WRITTEN PROBLEM:
Output the material below verbatim, every line in its original order and unchanged.

[Rows from an object-pointing dataset]
* * *

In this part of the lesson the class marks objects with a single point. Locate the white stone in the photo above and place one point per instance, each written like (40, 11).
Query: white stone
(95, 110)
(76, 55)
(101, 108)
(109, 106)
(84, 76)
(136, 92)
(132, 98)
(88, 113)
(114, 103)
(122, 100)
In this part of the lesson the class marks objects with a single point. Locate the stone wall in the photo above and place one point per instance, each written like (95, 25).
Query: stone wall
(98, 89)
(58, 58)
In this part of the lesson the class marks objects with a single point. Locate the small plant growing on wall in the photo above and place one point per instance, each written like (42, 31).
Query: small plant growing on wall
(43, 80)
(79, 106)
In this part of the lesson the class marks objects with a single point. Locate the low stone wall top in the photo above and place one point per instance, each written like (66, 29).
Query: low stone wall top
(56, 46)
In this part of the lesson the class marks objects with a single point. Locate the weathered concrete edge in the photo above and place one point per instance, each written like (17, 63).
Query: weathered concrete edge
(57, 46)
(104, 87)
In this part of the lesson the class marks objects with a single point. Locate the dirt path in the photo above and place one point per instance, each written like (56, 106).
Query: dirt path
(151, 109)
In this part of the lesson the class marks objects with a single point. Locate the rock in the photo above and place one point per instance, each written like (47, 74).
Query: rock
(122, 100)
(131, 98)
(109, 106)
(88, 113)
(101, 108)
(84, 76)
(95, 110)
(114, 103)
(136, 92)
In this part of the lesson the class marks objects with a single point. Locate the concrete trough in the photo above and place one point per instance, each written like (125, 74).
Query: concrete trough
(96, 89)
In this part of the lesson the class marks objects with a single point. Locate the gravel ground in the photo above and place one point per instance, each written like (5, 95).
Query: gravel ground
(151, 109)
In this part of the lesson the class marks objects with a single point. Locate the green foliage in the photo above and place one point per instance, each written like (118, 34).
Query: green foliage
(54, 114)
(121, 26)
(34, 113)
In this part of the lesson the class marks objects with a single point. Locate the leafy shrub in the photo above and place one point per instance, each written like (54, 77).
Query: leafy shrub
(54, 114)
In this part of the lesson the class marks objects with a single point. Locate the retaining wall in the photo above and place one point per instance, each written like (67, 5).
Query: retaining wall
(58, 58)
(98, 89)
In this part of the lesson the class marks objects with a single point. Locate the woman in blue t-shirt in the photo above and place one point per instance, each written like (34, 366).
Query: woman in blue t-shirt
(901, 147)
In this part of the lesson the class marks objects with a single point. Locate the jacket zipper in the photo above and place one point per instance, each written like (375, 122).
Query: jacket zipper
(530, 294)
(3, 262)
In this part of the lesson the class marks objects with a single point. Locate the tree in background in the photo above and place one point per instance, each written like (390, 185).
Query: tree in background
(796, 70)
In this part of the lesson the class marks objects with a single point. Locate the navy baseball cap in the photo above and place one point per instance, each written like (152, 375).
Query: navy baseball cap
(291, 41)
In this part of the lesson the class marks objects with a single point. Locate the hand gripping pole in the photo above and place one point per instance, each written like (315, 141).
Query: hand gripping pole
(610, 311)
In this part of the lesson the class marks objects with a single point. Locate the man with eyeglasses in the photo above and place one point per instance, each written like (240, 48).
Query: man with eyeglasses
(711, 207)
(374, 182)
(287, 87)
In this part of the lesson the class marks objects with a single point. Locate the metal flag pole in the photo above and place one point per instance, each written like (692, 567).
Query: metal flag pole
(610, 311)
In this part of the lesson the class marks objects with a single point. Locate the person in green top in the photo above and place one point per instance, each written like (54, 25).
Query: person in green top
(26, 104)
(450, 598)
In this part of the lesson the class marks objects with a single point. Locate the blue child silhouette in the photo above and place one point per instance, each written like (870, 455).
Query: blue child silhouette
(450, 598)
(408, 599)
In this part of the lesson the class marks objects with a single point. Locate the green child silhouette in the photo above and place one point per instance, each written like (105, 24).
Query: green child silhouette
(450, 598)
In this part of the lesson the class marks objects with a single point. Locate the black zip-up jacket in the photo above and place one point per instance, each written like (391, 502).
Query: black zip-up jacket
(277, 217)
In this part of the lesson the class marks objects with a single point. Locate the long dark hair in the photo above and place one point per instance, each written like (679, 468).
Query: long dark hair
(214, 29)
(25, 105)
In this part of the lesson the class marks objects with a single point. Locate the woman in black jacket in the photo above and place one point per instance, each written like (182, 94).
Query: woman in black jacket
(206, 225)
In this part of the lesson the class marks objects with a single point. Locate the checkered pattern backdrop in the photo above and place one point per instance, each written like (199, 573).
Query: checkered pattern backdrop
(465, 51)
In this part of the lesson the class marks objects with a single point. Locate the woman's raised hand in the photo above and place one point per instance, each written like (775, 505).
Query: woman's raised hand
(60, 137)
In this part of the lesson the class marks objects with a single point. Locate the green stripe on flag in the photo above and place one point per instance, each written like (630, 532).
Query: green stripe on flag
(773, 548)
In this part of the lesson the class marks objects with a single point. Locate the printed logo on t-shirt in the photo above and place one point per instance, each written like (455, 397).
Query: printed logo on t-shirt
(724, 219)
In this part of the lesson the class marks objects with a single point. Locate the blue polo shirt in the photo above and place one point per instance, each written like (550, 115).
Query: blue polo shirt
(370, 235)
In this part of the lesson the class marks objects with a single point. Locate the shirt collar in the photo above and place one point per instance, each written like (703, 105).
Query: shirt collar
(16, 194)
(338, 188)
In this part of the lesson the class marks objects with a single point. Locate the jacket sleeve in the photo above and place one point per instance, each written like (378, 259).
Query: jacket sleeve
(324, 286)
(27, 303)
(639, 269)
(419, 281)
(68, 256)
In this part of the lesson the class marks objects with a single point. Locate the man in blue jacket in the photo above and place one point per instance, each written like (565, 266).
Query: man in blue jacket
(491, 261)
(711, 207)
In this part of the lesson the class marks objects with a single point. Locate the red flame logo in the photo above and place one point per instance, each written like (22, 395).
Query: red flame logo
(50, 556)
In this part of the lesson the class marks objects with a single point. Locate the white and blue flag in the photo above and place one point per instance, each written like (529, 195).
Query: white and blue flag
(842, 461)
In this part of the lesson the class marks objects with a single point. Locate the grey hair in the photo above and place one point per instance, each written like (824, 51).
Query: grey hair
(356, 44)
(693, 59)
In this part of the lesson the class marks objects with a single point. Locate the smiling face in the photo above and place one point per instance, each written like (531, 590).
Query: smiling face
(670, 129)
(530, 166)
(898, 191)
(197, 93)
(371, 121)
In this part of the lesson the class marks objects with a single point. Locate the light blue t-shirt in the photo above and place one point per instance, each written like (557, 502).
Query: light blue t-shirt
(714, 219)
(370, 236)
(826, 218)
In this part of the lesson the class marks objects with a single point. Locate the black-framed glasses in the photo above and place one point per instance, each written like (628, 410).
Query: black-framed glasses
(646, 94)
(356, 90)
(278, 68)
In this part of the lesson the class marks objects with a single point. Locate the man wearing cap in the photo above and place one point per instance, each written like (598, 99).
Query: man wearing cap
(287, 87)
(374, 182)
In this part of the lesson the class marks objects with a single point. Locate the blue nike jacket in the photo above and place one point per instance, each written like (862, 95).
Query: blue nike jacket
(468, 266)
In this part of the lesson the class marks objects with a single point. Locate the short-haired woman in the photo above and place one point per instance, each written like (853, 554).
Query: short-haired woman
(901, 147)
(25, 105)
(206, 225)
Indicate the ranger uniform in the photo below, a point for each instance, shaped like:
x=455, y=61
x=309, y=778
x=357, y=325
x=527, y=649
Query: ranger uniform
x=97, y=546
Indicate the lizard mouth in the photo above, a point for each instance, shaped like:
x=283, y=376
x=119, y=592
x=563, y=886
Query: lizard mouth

* * *

EXERCISE RESULT:
In this part of the lesson the class marks objects with a single point. Locate the white stone in the photo above and place one point per instance, each written like (40, 11).
Query: white stone
(95, 110)
(76, 55)
(101, 108)
(109, 106)
(84, 76)
(136, 92)
(132, 98)
(88, 113)
(114, 103)
(122, 100)
In this part of the lesson the class marks objects with a single point. Locate the stone wall in the photo above and place one point per instance, each written like (95, 25).
Query: stone wall
(98, 89)
(58, 58)
In this part of the lesson the class marks objects with a single point. Locate the small plant growing on wall in the photo above and place one point per instance, each written like (42, 31).
Query: small plant growing on wall
(43, 80)
(79, 106)
In this part of the lesson the class marks objects with a single point. Locate the low stone wall top in the photo above and place one point per instance, each written like (66, 29).
Query: low stone wall top
(56, 46)
In this part of the lesson the class marks objects with a single point. Locate the weathered concrete edge in the photo above and place one point per instance, each written like (17, 63).
Query: weathered concrete edge
(57, 46)
(104, 87)
In this part of the lesson the class marks objects with a single point. Locate the dirt path in the photo above and place one point per instance, each written like (56, 106).
Query: dirt path
(151, 109)
In this part of the lesson the class marks objects with a single point. Locate the rock in the photo above and place one point per instance, each written like (47, 74).
Query: rock
(122, 100)
(131, 98)
(109, 106)
(88, 113)
(101, 108)
(84, 76)
(95, 110)
(114, 103)
(136, 92)
In this part of the lesson the class marks objects with a single point. Locate the concrete trough in the photo above and place one point per instance, each written like (125, 74).
Query: concrete trough
(96, 89)
In this part of the lesson the class marks objects with a single point. Locate the gravel ground in the photo above and place one point per instance, each written like (5, 95).
Query: gravel ground
(151, 109)
In this part of the lesson the class marks objects with a single point. Locate the green foliage in the photo above and place one point per instance, each written like (118, 34).
Query: green foliage
(54, 114)
(121, 26)
(34, 113)
In this part of the lesson the class marks objects with a single point. Locate the leafy shrub in the photo above and place one point per instance, each written like (54, 77).
Query: leafy shrub
(54, 114)
In this part of the lesson the class marks objects with a single point. Locate the retaining wall in the photo above and place one point per instance, each written like (67, 5).
Query: retaining wall
(58, 58)
(98, 89)
In this part of the lesson the class marks objects with a single point. Locate the woman in blue t-shirt in the photo above and place one point per instance, each written like (34, 366).
Query: woman in blue t-shirt
(901, 147)
In this part of the lesson the class marks objects with a single point. Locate the jacket zipper in the photo above and place one point per instance, each written like (375, 122).
Query: jacket zipper
(530, 294)
(3, 262)
In this part of the lesson the class marks objects with a single point. Locate the tree in background in the photo above and place one point per instance, each written like (390, 185).
Query: tree in background
(796, 70)
In this part of the lesson the class marks objects with a single point. Locate the navy baseball cap in the photo above and place one point per instance, each written like (152, 375).
Query: navy baseball cap
(291, 41)
In this part of the lesson the class marks objects with a single point. Locate the hand gripping pole in the photo above and place one point per instance, each written like (315, 141).
Query: hand gripping pole
(610, 311)
In this part of the lesson the class marks objects with a single point. Locate the man with eyeglasses in the photo above and place one point per instance, each written like (240, 48).
Query: man with eyeglasses
(711, 207)
(374, 182)
(287, 87)
In this part of the lesson the class marks objects with a single point. Locate the metal flag pole in the photo above and place one point per instance, each written like (692, 567).
Query: metal flag pole
(610, 311)
In this part of the lesson the class marks objects with a single point. Locate the person in green top in the photo above and place one point per instance, each written like (54, 25).
Query: person in green top
(26, 104)
(450, 598)
In this part of the lesson the class marks objects with a single point. Locate the blue child silhouette in the photo above and place one point per instance, each written like (870, 455).
Query: blue child silhouette
(450, 598)
(408, 599)
In this part of the lesson the class marks objects with a single point. Locate the green child silhouette in the photo above and place one point per instance, each written like (105, 24).
Query: green child silhouette
(450, 598)
In this part of the lesson the class marks objects with a single point. Locate the black zip-up jacket in the photo above and place one point per instance, each written like (391, 502).
Query: black zip-up jacket
(277, 217)
In this part of the lesson the class marks objects with a single point. Locate the long dark hair in the photo above and place one point per instance, each written like (679, 468).
Query: long dark hair
(214, 29)
(25, 105)
In this part of the lesson the class marks objects with a single point. Locate the woman in black jacket in the photo above and place one point per instance, each written like (182, 94).
Query: woman in black jacket
(206, 225)
In this part of the lesson the class marks objects with a single point. Locate the checkered pattern backdrop in the photo above and place one point per instance, each written like (199, 573).
Query: checkered pattern backdrop
(465, 51)
In this part of the lesson the class marks objects with a single point. Locate the woman's raised hand in the photo above and place one point per instance, each written like (775, 505).
Query: woman's raised hand
(60, 137)
In this part of the lesson the class marks objects with a single point. Locate the green stripe on flag in the photo above and place one point per instance, each written like (630, 532).
Query: green stripe on flag
(773, 548)
In this part of the lesson the class marks objects with a single point. Locate the printed logo on t-shirt in the photo above and place one point per instance, each written like (455, 397).
Query: printed logo on t-shirt
(724, 219)
In this part of the lesson the class marks objects with a single point. Locate the blue polo shirt in the photo above and place one point per instance, each written like (550, 115).
Query: blue polo shirt
(370, 235)
In this part of the lesson the class marks objects with a single point. Locate the shirt collar in the photo above and place one point per instance, each written like (703, 105).
Query: shirt collar
(16, 194)
(338, 188)
In this part of the lesson the class marks objects with a single point. Locate the jacket sleeve in the photo above and place one point per instance, each written like (378, 259).
Query: jacket sleeve
(324, 286)
(27, 303)
(639, 269)
(419, 281)
(68, 256)
In this part of the lesson the class marks objects with a single point. Locate the man in blue jacket in the photo above and place one point per instance, each written like (565, 266).
Query: man in blue jacket
(491, 261)
(711, 207)
In this part of the lesson the class marks objects with a single point. Locate the red flame logo in the photo above and place one point per instance, each written like (22, 395).
Query: red flame logo
(50, 556)
In this part of the lesson the class marks objects with a single point. Locate the white and blue flag in the photo above and place one point per instance, each written like (529, 195).
Query: white and blue flag
(842, 461)
In this part of the lesson the class marks objects with a single point. Locate the grey hair in the photo above and place one point per instance, each written like (824, 51).
Query: grey hair
(356, 44)
(693, 59)
In this part of the lesson the class marks objects with a single point. Locate the smiling face in the photo above and place one point per instance, each written like (531, 590).
Query: smiling face
(670, 129)
(530, 166)
(898, 191)
(197, 93)
(371, 121)
In this part of the lesson the class marks objects with a single point. Locate the light blue t-shirt in the photo above and place one point per instance, each written like (557, 502).
Query: light blue t-shirt
(714, 219)
(370, 236)
(826, 218)
In this part of the lesson the class marks objects with a single point. Locate the black-framed glasses in the photo above and place one point per instance, each written like (628, 410).
Query: black-framed glasses
(646, 94)
(356, 90)
(278, 68)
In this part of the lesson the class marks objects with a single point. Locate the man wearing cap in the photo above and place one point per instance, each written like (598, 99).
Query: man wearing cap
(287, 87)
(374, 182)
In this part of the lesson the class marks objects with a single point. Locate the blue nike jacket in the photo above and place one point per instance, each written like (862, 95).
Query: blue nike jacket
(468, 266)
In this part of the lesson the class marks objects with a single point. Locate the short-haired woman in the photo above and place one point per instance, each written like (853, 554).
Query: short-haired woman
(901, 147)
(25, 105)
(206, 225)
Indicate the ranger uniform in the photo below, a point for each instance, shaped like:
x=455, y=61
x=309, y=778
x=357, y=325
x=527, y=649
Query: ranger uniform
x=97, y=546
Indicate the lizard mouth in the photo above, a point for each instance, shaped like:
x=283, y=376
x=119, y=592
x=563, y=886
Query: lizard mouth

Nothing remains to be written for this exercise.